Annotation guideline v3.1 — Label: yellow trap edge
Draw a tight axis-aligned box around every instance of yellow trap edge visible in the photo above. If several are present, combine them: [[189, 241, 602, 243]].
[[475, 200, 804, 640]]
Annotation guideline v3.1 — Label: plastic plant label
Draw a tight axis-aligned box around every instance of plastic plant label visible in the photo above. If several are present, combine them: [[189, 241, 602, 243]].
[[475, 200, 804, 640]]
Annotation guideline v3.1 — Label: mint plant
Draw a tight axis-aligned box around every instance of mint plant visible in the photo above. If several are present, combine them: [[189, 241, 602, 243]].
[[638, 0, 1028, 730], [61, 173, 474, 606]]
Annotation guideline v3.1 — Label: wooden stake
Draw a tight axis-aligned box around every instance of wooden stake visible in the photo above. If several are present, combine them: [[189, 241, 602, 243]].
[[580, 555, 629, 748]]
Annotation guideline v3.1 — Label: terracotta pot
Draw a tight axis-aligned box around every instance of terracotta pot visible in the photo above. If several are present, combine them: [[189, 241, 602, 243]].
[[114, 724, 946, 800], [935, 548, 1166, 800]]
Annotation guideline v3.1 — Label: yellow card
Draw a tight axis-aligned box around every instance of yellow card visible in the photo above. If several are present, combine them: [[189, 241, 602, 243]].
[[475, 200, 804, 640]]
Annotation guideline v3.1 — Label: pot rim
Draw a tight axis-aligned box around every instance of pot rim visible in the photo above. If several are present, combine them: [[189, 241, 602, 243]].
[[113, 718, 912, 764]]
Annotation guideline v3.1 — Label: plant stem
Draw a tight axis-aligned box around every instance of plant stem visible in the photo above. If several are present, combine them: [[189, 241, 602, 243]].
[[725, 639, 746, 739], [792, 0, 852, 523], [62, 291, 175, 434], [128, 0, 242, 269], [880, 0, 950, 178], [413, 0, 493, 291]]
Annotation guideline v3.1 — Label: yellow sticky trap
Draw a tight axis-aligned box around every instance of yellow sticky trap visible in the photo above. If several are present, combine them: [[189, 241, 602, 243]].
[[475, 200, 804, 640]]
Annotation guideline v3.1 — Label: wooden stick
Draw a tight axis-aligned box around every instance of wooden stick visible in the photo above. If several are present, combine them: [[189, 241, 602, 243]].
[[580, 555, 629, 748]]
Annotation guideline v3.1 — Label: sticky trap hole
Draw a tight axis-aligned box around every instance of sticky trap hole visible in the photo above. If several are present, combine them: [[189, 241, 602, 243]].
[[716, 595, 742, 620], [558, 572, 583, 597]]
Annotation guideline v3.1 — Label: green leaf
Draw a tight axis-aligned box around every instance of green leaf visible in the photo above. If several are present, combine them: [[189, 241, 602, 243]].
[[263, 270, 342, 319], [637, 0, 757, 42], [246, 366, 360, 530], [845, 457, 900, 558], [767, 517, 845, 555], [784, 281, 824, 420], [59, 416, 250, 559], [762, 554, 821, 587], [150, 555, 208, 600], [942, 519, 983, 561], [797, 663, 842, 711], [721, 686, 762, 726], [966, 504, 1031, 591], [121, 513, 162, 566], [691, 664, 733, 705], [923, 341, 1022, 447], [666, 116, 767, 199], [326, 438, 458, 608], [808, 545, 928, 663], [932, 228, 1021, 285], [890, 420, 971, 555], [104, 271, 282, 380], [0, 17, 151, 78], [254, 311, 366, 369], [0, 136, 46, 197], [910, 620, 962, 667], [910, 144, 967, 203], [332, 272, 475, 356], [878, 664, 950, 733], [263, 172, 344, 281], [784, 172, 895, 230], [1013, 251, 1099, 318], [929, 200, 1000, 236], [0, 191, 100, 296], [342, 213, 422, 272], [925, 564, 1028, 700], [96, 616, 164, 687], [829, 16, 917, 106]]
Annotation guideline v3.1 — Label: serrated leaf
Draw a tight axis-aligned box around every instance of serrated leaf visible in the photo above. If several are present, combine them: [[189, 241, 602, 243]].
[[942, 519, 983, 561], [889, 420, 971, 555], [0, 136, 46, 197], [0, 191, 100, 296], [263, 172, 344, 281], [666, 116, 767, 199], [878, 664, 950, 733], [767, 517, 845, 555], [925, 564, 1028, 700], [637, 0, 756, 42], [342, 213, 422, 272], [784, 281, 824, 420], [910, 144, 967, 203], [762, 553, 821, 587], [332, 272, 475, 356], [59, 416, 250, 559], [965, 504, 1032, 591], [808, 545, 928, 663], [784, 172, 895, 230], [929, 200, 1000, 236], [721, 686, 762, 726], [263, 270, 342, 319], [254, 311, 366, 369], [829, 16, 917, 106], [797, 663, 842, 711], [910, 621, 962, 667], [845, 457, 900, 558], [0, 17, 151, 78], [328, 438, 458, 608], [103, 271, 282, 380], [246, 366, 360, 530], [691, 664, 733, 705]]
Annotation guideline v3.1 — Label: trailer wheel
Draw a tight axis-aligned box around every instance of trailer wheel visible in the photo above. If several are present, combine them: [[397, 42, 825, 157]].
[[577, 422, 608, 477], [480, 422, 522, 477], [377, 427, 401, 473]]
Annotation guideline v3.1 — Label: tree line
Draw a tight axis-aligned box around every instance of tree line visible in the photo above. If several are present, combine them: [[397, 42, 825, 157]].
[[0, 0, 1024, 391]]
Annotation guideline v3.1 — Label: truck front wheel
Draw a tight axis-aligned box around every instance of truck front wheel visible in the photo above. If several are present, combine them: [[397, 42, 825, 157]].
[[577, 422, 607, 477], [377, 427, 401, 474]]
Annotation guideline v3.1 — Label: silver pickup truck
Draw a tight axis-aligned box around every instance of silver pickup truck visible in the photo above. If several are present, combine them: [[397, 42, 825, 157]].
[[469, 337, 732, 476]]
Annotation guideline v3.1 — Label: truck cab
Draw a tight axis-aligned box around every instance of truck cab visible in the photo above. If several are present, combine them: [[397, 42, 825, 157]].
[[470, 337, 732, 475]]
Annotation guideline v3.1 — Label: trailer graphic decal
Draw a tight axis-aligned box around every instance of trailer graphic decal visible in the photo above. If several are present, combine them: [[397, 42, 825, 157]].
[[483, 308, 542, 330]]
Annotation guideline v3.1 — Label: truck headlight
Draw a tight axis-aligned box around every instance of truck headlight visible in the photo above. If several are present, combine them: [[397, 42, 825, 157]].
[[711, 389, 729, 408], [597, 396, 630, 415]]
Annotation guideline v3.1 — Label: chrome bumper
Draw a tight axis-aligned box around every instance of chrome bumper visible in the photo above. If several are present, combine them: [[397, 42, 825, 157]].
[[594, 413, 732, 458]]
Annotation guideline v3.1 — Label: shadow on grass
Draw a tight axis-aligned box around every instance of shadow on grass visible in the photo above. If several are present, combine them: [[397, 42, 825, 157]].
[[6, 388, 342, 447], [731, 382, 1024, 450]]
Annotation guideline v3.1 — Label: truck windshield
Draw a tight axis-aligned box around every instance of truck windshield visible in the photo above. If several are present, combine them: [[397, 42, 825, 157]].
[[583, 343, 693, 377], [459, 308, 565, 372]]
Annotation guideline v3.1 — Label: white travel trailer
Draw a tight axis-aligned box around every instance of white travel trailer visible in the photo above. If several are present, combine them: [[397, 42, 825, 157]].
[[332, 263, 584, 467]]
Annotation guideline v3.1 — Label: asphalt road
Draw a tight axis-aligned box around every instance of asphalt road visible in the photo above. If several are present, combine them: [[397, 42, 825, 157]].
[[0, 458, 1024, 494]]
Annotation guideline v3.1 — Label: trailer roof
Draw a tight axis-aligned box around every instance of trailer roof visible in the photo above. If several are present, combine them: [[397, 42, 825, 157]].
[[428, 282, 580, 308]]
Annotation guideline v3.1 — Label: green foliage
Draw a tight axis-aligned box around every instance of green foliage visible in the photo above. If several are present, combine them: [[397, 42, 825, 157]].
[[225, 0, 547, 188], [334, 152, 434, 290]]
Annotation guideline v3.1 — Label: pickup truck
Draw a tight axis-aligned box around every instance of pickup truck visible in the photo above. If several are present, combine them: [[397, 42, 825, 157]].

------------------------------------------------------------

▸ **What you will do**
Give back the data from the line with "Annotation guideline v3.1 — Label: silver" to the line with "[[483, 308, 542, 330]]", replacing "truck cab" with "truck cabin" and leaving everything else unchanged. Return only those lines.

▸ **Solution to this task**
Annotation guideline v3.1 — Label: silver pickup truck
Draw a tight axis-aligned box around every instance of silver pickup truck visible in the photo above. If several are present, combine them: [[397, 42, 825, 157]].
[[469, 337, 732, 476]]
Annotation guideline v3.1 — Label: truck cabin
Draw a tight axis-aligned box around every instance of truck cabin visible in the photo above. If several are present, combine them: [[397, 42, 825, 157]].
[[470, 337, 732, 475]]
Annotation guideline v3.1 — Label: trailer graphic decal
Draw a tight axis-aligned box around every instance of trailer graphic decal visible in the photo above. If several are present, combine them: [[397, 42, 825, 157]].
[[483, 308, 542, 330]]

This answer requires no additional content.